DIRECTION: Update the lines from the one containing "white sneaker, place" through the last line, replacing "thickest part" with "widest part" and changing nothing else. Return only those lines.

ENTRIES:
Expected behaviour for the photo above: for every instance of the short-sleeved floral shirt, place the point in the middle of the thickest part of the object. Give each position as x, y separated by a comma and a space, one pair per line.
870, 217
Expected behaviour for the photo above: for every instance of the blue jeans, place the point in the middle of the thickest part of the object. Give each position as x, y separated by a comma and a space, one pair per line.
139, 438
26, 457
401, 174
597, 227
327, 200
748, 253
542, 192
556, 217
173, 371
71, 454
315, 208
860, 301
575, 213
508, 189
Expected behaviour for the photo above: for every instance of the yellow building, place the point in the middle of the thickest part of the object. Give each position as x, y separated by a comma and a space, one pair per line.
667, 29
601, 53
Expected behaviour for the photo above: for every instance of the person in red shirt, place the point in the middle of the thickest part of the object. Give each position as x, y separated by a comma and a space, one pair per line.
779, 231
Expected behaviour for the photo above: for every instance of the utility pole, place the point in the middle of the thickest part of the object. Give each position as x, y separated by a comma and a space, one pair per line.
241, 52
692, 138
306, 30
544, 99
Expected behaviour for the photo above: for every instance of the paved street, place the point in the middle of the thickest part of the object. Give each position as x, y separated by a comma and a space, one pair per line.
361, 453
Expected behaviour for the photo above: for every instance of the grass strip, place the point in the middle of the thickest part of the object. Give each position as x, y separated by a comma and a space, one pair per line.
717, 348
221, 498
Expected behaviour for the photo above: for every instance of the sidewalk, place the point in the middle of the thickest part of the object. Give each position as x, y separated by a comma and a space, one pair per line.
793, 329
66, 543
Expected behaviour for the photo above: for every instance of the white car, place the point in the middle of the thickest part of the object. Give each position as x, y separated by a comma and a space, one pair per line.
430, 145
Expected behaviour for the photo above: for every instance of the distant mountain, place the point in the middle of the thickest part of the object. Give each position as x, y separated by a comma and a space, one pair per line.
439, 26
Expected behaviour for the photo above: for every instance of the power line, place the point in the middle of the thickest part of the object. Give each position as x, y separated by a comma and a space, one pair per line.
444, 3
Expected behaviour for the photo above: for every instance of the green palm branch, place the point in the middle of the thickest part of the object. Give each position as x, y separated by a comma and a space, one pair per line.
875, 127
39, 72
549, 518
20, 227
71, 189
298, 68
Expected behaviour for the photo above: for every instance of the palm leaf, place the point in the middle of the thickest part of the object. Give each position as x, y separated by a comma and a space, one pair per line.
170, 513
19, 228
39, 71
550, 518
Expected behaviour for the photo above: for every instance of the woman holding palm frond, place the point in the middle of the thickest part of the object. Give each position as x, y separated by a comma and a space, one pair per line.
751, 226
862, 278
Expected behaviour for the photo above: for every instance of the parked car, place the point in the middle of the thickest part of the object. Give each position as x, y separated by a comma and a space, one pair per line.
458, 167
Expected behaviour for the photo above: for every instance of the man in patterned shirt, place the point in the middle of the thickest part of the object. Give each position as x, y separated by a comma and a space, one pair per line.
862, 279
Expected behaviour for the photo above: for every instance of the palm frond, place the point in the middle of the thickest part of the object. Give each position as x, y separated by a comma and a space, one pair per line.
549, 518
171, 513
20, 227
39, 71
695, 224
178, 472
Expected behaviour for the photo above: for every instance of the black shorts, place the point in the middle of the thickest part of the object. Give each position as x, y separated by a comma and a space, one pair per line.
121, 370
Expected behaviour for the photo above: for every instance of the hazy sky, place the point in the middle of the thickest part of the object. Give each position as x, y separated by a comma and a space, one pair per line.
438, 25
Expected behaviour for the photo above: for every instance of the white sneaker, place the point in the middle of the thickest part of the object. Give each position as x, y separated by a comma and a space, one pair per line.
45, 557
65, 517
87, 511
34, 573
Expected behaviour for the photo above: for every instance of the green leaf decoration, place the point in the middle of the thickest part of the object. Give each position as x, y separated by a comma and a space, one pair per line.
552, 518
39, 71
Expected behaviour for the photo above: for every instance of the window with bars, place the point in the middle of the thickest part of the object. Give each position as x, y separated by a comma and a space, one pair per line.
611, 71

RESULT OF THIS TASK:
Expected behaviour for the photo above: for every instance of the white sneaker, place the point in the middle of the widest part of the object. Give each position as x, y separated by a comma and a space, one pair per line.
45, 557
65, 517
87, 511
34, 573
Expected behaviour for the photo above: for every instance of the green leaf decoration, place the point in the middle of the widest part of the object. Give each position as x, y separated by a comma and a space, one pair per line.
552, 518
39, 71
Expected behaviour for the photo above: for every instance of the window with bars, place the point in the middle of the widest part of the object. Give each position as x, y separated by a comma and a space, one pair per line.
611, 71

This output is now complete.